__THE PROBLEM__. Which lines in the records below hold the word "background"? Copy each of them.

(Records contained in a dataset)
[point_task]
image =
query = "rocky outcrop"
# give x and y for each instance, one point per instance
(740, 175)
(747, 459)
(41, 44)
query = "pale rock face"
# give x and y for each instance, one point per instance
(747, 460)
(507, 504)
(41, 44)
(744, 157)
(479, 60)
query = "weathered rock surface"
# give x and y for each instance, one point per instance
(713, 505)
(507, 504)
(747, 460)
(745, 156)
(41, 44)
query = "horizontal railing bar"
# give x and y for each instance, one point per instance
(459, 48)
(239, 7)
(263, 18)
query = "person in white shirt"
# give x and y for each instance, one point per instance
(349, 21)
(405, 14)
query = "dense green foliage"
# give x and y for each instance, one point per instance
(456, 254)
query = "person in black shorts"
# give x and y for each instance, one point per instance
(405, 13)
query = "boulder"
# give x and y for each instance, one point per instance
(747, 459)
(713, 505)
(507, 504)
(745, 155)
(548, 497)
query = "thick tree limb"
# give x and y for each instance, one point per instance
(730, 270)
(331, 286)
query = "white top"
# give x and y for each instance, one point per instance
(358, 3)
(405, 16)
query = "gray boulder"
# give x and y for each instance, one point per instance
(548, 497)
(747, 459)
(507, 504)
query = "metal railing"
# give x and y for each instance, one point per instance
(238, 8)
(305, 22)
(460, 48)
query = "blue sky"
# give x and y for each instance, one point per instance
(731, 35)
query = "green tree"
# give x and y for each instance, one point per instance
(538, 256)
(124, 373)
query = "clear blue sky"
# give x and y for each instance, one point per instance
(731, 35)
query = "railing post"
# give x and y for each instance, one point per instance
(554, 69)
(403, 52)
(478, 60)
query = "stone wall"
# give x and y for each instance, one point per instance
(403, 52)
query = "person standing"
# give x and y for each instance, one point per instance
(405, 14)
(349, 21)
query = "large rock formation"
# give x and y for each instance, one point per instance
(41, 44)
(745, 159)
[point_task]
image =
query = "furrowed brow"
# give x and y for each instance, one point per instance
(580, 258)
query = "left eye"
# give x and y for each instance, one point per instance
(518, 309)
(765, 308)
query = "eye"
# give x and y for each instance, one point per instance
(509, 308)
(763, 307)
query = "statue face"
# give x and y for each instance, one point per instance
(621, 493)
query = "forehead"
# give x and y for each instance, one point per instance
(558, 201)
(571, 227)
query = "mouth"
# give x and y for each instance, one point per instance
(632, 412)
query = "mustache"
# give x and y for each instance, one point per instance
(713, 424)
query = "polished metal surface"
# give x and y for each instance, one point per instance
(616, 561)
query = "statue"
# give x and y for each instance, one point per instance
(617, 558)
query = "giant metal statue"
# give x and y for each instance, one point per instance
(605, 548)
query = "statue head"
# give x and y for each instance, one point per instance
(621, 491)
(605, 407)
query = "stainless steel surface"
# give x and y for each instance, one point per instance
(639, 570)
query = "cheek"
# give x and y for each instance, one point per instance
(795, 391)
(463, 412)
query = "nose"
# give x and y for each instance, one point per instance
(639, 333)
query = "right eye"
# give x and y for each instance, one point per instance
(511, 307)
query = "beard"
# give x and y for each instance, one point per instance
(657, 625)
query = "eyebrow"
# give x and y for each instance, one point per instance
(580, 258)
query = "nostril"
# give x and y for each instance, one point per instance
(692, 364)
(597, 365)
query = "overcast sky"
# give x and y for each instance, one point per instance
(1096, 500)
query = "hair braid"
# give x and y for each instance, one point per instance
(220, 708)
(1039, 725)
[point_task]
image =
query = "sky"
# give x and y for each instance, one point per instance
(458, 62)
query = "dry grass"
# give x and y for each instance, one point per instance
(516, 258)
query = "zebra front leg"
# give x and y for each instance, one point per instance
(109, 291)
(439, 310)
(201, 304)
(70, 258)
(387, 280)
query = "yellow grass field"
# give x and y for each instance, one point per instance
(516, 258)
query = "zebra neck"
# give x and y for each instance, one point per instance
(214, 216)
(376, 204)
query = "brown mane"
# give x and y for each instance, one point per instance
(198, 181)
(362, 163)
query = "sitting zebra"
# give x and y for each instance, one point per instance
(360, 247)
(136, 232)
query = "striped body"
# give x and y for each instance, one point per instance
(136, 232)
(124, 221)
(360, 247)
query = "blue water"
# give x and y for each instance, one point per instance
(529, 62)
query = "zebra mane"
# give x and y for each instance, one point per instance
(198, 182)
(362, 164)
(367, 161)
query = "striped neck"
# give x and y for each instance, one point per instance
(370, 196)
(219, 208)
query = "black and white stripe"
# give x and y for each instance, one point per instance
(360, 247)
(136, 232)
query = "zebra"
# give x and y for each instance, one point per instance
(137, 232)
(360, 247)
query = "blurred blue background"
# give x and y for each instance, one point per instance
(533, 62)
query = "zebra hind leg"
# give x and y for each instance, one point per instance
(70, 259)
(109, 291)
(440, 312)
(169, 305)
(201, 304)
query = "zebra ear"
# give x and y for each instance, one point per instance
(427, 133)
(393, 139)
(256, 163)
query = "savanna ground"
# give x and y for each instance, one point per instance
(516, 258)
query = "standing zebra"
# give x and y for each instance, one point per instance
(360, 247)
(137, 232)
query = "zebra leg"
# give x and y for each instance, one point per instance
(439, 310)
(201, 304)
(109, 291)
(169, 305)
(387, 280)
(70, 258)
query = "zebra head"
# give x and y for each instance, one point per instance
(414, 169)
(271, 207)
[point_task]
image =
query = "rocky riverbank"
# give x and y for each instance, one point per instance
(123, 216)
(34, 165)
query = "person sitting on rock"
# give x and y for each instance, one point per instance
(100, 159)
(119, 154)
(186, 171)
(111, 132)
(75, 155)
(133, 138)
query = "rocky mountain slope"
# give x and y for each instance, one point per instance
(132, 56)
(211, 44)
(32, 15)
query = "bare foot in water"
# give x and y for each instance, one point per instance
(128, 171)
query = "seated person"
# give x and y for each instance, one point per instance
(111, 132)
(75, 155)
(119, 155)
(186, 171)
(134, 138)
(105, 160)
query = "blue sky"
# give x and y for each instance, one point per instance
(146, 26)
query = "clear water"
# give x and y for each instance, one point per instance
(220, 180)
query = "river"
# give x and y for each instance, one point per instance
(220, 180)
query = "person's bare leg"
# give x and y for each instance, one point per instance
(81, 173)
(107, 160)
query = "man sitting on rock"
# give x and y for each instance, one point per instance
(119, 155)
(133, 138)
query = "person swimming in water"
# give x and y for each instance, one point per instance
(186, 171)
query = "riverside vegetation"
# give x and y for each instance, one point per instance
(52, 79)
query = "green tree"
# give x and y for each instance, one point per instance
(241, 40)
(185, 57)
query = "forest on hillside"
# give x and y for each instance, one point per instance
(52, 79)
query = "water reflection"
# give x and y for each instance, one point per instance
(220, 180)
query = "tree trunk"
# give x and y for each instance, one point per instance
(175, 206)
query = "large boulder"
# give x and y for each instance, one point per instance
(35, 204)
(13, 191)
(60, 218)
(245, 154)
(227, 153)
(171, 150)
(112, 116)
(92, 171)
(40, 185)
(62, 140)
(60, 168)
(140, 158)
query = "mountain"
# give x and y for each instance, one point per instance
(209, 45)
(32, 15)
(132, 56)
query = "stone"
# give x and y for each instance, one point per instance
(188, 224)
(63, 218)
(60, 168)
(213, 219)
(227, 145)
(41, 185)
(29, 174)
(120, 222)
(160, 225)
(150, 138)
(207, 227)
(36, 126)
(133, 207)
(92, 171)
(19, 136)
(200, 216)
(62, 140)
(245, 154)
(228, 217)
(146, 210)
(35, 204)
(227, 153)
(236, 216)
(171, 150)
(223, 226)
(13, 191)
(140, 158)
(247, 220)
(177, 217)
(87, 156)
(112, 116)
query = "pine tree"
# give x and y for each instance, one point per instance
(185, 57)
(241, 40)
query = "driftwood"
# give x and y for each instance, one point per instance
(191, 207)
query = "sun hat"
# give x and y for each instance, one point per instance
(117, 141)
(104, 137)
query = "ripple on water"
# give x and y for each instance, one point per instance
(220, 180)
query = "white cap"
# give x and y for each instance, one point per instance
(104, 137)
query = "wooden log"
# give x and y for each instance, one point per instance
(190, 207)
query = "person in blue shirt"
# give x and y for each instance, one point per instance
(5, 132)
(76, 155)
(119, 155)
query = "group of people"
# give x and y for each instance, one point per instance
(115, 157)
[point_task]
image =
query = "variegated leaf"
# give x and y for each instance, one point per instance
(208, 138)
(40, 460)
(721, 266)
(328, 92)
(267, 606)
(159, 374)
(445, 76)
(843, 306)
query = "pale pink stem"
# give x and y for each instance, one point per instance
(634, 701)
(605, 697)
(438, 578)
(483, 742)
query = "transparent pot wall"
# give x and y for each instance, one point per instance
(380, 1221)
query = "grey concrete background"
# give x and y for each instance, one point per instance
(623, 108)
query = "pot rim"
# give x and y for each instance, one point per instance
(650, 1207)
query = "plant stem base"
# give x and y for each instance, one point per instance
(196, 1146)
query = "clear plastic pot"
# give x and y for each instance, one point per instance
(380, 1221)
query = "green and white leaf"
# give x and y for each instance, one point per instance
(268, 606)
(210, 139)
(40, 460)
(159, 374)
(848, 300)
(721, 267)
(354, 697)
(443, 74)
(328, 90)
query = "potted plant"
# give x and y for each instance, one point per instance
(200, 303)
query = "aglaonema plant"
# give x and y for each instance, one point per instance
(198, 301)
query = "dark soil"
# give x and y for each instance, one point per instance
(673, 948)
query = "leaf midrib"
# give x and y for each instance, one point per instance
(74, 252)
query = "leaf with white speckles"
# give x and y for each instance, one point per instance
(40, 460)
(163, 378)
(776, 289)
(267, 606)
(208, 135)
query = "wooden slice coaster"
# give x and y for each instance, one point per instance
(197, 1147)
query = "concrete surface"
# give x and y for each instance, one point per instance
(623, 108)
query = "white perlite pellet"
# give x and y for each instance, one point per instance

__SOLVED EXERCISE__.
query = "blurred blue background"
query = "grey concrete background"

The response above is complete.